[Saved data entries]
--- START ---
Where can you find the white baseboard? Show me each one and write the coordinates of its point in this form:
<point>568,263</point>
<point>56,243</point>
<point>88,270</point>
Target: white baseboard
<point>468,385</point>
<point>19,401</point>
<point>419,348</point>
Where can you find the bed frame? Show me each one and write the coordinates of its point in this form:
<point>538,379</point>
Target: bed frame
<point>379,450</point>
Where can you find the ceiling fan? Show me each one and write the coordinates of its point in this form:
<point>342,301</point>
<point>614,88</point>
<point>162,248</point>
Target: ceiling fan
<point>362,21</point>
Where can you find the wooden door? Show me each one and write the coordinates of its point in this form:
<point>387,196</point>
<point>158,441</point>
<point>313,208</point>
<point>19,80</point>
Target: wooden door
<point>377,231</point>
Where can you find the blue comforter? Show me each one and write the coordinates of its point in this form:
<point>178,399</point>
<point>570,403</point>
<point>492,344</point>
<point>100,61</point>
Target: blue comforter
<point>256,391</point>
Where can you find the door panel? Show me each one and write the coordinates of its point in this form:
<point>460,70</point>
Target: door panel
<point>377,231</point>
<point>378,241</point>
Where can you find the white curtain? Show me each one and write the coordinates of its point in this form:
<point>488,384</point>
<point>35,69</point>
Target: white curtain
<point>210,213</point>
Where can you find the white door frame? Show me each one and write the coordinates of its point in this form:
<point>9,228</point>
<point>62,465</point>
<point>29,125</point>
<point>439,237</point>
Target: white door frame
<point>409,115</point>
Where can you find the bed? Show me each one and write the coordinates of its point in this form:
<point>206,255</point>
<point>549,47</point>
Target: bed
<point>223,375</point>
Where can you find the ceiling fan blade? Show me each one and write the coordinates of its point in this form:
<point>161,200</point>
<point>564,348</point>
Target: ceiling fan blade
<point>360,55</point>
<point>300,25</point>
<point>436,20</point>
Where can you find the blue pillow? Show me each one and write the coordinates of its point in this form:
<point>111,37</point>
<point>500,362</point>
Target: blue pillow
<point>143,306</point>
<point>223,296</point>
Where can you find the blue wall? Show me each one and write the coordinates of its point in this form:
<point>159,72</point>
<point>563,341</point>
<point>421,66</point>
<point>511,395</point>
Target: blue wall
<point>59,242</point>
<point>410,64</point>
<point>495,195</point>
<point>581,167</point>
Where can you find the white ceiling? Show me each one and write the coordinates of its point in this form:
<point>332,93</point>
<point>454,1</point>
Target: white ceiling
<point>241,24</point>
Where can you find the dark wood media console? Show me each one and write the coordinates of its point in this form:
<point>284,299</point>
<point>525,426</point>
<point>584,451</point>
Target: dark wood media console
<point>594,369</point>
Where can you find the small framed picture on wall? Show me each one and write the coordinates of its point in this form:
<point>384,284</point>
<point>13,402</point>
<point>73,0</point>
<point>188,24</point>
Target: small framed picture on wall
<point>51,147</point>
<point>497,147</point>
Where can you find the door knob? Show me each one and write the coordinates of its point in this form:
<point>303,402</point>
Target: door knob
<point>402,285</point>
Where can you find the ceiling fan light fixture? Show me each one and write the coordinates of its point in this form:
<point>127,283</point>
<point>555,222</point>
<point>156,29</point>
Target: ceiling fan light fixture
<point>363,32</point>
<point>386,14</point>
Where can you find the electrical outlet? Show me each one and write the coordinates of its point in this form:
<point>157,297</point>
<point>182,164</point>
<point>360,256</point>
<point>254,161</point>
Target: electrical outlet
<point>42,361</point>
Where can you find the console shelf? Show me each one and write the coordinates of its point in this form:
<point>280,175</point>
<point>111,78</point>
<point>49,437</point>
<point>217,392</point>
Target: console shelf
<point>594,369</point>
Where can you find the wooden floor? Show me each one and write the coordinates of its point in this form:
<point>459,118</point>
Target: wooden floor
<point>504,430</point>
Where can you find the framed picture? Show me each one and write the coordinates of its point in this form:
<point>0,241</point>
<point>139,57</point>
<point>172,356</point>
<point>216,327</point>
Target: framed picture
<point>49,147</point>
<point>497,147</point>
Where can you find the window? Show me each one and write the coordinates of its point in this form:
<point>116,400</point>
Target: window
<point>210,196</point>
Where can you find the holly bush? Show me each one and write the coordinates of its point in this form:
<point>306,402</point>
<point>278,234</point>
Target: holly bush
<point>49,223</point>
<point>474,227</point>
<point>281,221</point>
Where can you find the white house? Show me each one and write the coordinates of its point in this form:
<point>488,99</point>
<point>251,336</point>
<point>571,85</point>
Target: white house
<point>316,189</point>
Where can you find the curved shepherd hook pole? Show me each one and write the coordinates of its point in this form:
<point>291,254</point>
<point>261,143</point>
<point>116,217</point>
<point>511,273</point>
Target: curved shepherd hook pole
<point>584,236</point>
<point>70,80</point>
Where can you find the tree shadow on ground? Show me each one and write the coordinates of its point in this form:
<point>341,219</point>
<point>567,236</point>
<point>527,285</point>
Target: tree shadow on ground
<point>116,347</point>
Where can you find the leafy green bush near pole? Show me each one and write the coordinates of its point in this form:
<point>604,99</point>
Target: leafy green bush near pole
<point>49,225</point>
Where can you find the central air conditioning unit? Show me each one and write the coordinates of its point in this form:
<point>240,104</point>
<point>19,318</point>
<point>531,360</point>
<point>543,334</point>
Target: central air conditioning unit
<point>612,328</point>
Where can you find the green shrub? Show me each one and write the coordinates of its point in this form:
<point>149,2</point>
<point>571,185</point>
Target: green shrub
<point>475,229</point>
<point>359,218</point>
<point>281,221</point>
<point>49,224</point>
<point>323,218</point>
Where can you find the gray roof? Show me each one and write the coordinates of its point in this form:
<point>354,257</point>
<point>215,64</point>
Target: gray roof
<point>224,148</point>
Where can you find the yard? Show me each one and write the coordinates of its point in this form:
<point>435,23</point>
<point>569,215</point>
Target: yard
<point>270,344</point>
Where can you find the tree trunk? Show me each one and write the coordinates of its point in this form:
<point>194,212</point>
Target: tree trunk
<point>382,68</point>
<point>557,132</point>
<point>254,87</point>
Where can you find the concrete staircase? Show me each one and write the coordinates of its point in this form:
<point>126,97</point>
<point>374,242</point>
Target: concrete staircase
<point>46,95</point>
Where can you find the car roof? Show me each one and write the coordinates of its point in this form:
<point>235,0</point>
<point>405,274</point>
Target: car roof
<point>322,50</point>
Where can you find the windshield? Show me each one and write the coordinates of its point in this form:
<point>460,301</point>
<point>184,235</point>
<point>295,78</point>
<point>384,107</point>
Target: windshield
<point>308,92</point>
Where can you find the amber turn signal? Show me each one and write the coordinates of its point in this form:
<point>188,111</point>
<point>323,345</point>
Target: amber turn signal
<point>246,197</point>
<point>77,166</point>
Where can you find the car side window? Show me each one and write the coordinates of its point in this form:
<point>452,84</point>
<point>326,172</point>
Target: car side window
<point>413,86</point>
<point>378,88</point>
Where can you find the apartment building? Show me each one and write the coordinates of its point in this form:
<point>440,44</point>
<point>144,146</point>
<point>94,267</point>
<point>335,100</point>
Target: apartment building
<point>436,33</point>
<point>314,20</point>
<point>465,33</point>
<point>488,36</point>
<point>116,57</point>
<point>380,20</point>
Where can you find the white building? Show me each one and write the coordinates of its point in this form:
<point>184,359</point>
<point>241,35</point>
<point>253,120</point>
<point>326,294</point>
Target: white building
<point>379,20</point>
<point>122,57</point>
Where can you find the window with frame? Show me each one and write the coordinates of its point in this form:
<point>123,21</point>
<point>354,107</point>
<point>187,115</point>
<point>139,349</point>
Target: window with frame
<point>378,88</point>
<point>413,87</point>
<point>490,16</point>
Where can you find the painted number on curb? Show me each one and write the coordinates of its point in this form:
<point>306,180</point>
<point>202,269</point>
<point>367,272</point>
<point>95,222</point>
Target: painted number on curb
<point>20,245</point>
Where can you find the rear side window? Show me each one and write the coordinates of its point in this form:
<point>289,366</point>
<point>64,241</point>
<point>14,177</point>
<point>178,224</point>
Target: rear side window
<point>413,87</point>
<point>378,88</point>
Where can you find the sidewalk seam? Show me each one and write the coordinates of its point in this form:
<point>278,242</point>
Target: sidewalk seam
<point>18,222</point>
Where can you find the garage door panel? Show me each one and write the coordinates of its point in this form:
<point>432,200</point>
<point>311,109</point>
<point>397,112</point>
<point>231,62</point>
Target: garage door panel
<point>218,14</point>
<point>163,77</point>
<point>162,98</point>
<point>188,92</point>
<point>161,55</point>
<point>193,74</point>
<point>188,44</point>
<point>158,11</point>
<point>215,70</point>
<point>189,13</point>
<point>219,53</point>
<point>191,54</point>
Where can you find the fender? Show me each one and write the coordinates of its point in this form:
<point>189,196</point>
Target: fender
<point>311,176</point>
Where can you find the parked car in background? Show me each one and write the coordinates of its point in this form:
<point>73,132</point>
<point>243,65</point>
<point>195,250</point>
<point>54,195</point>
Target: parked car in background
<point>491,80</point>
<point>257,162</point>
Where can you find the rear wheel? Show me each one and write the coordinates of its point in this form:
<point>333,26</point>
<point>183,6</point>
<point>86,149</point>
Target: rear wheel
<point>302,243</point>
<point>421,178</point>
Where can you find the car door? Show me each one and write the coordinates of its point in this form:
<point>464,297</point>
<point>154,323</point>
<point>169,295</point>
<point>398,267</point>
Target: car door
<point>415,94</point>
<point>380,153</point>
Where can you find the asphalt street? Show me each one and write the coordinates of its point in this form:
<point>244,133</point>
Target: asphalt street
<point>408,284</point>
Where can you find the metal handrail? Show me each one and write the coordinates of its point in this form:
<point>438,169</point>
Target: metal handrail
--- END ---
- [Directions for this task]: Of all the entries above, output exactly the lines between the one holding "Where can you find the apartment" and the one holding "<point>139,349</point>", inclusive.

- [Response box]:
Where can you find the apartment building? Show me each one and write the coordinates of its point in this form:
<point>440,44</point>
<point>144,146</point>
<point>94,267</point>
<point>335,100</point>
Target: apartment building
<point>436,33</point>
<point>314,20</point>
<point>465,33</point>
<point>488,36</point>
<point>116,57</point>
<point>380,20</point>
Where can you find the white building? Show me each one and write the coordinates of its point in this form:
<point>184,359</point>
<point>241,35</point>
<point>253,120</point>
<point>326,294</point>
Target: white building
<point>379,20</point>
<point>122,57</point>
Where can you find the window with frame? Show me each one and write the coordinates of its point in this form:
<point>123,21</point>
<point>354,107</point>
<point>187,115</point>
<point>139,349</point>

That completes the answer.